§ **Directions for this task**:
Please write out exactly the lines that begin at the line containing "answer like [58,210]." and run to the end of the records.

§ **Raw data**:
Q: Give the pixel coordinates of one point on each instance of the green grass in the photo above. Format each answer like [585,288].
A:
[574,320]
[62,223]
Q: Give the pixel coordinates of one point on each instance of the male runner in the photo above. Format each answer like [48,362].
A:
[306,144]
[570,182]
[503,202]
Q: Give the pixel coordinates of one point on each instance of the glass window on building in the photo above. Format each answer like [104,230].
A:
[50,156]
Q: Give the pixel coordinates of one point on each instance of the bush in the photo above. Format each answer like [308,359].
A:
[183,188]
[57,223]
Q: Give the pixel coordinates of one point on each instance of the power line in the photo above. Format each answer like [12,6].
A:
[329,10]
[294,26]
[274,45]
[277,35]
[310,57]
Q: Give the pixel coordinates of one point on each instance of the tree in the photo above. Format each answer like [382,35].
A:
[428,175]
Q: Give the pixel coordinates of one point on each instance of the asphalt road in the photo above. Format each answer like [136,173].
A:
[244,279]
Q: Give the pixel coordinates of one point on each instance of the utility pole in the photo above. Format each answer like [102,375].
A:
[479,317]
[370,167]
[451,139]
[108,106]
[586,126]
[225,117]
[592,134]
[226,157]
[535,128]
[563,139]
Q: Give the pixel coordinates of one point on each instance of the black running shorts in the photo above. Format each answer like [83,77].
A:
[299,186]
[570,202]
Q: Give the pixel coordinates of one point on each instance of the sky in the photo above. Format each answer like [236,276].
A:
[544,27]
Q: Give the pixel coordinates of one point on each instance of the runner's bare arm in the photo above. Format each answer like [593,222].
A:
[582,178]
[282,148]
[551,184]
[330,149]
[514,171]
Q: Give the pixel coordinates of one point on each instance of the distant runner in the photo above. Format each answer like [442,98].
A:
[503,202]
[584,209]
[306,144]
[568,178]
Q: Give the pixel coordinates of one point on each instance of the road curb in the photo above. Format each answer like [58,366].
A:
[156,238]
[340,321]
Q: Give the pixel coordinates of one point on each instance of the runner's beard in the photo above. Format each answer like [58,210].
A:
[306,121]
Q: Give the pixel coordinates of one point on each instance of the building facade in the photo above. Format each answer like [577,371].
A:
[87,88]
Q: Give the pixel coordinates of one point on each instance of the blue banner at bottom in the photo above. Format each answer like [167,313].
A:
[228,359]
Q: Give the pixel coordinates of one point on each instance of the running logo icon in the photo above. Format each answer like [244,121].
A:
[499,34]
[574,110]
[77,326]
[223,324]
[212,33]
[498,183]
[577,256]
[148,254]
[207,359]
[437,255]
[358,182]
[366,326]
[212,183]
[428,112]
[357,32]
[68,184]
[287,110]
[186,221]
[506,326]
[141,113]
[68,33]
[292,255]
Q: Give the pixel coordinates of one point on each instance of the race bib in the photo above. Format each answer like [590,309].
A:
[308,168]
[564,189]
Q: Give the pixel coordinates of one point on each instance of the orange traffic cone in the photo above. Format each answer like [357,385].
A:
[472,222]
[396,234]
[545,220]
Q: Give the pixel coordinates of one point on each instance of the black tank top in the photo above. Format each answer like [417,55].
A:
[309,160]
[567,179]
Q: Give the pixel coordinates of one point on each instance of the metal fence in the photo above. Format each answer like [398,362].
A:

§ **Exercise result**:
Q: Give the pixel coordinates of one point on each instance of the runner's beard in the photo above. Format each answer like [58,210].
A:
[306,121]
Q: Give the pixel coordinates of one point on each instance of the building facade in the photo above. Format each answer like [577,371].
A:
[87,88]
Q: Give the pixel coordinates of one point on each instance of the blue banner at bottom in the photo above. Format each answer like [167,313].
A:
[228,359]
Q: Give the pixel coordinates of one point on each instance of the running logo icon in the photo above. Format each answer like [244,121].
A:
[499,34]
[574,110]
[77,326]
[223,324]
[212,33]
[498,183]
[577,256]
[148,254]
[207,359]
[437,255]
[358,182]
[366,326]
[212,183]
[428,112]
[357,32]
[68,184]
[287,110]
[186,221]
[506,326]
[141,113]
[68,33]
[292,255]
Q: Give the pixel coordinates of one point on each instance of the race bib in the photo above. Format each answer like [590,309].
A:
[308,168]
[564,189]
Q: Give the pixel coordinates of one point on each instance of the orange traffic cone in the photo above. Format each answer like [357,385].
A:
[472,222]
[396,234]
[545,220]
Q: Give the pixel coordinates of one point on each instance of the black tank top in the photo above. Format each answer like [417,55].
A:
[309,160]
[567,179]
Q: Give the pixel coordinates of one point on each instance of the metal fence in the photo above. Format each answer like [398,362].
A:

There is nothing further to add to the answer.